■ ENTRIES PROVIDED:
+---+

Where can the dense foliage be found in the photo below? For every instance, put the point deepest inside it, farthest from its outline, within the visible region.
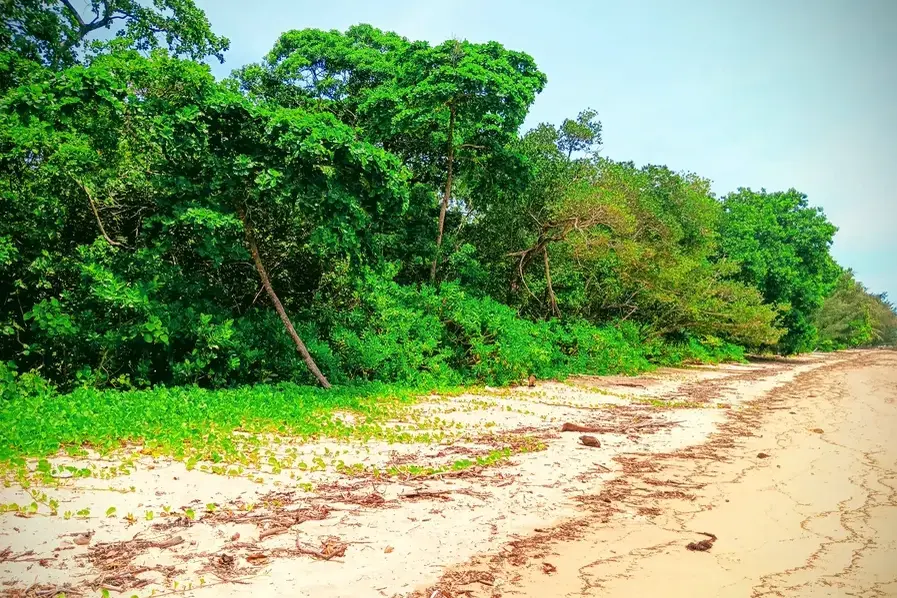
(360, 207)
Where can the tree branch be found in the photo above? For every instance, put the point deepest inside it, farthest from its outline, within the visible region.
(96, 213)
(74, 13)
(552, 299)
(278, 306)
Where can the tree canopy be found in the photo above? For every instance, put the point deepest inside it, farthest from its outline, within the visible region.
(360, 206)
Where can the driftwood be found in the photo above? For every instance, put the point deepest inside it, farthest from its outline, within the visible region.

+---+

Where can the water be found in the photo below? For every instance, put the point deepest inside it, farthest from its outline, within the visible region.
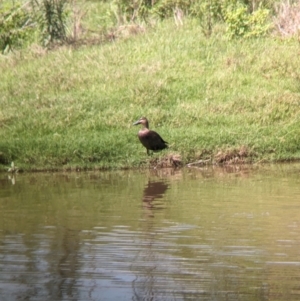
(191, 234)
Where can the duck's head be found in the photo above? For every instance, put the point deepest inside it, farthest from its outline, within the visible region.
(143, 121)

+---+

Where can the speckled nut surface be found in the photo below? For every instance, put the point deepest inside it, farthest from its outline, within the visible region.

+---+

■ YOUR GOAL: Show each line of the records above that contains the word "below".

■ SOLUTION:
Where can the dense foliage be found in the photo below? For every instance, put the point deepest inside it, farthest from its outline, within the visible region.
Where can the water be found in the photo below? For every instance, put the point deepest inside it, farthest from its outline, within the visible region.
Where can the speckled nut surface be found in the photo below? For every instance, put the point deepest inside it, farthest from its outline, within the visible region.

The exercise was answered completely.